START INFORMATION

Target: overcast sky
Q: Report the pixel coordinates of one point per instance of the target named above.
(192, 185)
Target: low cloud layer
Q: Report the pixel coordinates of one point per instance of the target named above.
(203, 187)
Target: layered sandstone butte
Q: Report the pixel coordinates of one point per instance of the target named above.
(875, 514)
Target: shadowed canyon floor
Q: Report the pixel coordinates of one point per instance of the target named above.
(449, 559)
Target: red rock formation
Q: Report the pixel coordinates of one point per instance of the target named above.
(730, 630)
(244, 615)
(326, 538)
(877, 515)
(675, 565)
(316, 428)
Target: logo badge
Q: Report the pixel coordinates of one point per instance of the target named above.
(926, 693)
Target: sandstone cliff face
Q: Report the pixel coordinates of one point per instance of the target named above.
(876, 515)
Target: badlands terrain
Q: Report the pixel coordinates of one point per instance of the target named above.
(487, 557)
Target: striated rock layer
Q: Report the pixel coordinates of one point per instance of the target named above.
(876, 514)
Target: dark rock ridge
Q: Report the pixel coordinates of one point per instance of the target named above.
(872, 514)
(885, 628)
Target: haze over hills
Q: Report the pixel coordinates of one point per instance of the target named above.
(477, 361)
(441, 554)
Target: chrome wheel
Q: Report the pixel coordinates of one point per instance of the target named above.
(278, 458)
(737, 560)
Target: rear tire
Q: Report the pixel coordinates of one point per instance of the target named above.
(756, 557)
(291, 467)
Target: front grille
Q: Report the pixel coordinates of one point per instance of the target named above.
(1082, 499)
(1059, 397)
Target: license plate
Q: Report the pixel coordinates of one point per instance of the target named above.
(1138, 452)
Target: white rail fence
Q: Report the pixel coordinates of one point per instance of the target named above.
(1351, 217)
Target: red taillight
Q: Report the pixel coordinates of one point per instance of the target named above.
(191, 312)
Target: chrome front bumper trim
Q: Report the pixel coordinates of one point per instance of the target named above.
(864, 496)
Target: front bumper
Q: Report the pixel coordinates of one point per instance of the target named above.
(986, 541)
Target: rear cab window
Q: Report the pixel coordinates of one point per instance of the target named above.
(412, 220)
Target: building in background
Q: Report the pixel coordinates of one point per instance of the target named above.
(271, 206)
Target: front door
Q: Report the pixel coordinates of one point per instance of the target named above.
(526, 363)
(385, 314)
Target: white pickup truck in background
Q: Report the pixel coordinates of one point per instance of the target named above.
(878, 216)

END INFORMATION

**ACTION ITEM**
Exactly reproduce every record.

**WRITTEN SOLUTION**
Target: overcast sky
Q: Report the pixel coordinates of one point per instance of the target named above.
(192, 185)
Target: low cloud layer
Q: Report the pixel coordinates of one point per instance of the target named above.
(203, 187)
Target: layered sandstone butte
Q: Report the pixel coordinates of one point per instance of the target named above.
(875, 514)
Target: shadowed canyon floor
Q: Report the pixel coordinates of one point per instance of the target named above.
(449, 559)
Target: red rock formation
Q: Report the pixel coordinates of one point per instance of the target named above.
(730, 630)
(244, 615)
(326, 538)
(877, 515)
(675, 565)
(316, 428)
Target: logo badge
Q: Report the pixel coordinates of one point per instance of the target named above.
(926, 693)
Target: sandstone cliff face
Q: Report the pixel coordinates of one point per instance of the target named above.
(876, 515)
Target: badlands terrain
Q: Report the pixel coordinates of one point per instance of the target named above.
(487, 557)
Target: striated rock layer
Q: Report the pixel coordinates of one point per instance of the target named above.
(876, 514)
Target: dark rock ridge
Q: Report the pixel coordinates of one point per instance of the target named above.
(872, 514)
(885, 628)
Target: haze over hills
Q: Report the pixel coordinates of one point per instance of the target named above.
(477, 361)
(441, 554)
Target: chrome wheel
Q: Report the pixel coordinates of one point per instance of the target named above.
(278, 458)
(737, 560)
Target: rear tire
Q: Report the pixel coordinates of one point per instance of the target named above.
(756, 557)
(291, 467)
Target: front grille
Q: Report the pixel coordinates of one point per instance of the target named above.
(1082, 499)
(1059, 397)
Target: license plate
Q: Report the pixel coordinates of one point per instance of the target named above.
(1138, 452)
Target: white rail fence
Q: Report the pixel coordinates of one point per instance of the target named above.
(1351, 217)
Target: red taillight
Q: Report the pixel coordinates of one point per instance of the target named above.
(191, 312)
Target: chrome front bumper trim
Q: Report the pixel coordinates of one point per instance of the target named above.
(864, 496)
Target: front bumper
Q: Report the pixel coordinates of one point per instance of the target named above.
(986, 541)
Target: rear cab window
Q: Report the pixel coordinates of one point per instance of the target named above.
(412, 220)
Target: building in background
Q: Report the pixel coordinates of one point per instance of the target named above.
(271, 206)
Target: front door
Q: Report the pixel coordinates of one point per instance of the target named above.
(526, 363)
(385, 314)
Target: white pickup truck in background
Q: Report the pixel coordinates of one point per instance of the target named above.
(878, 216)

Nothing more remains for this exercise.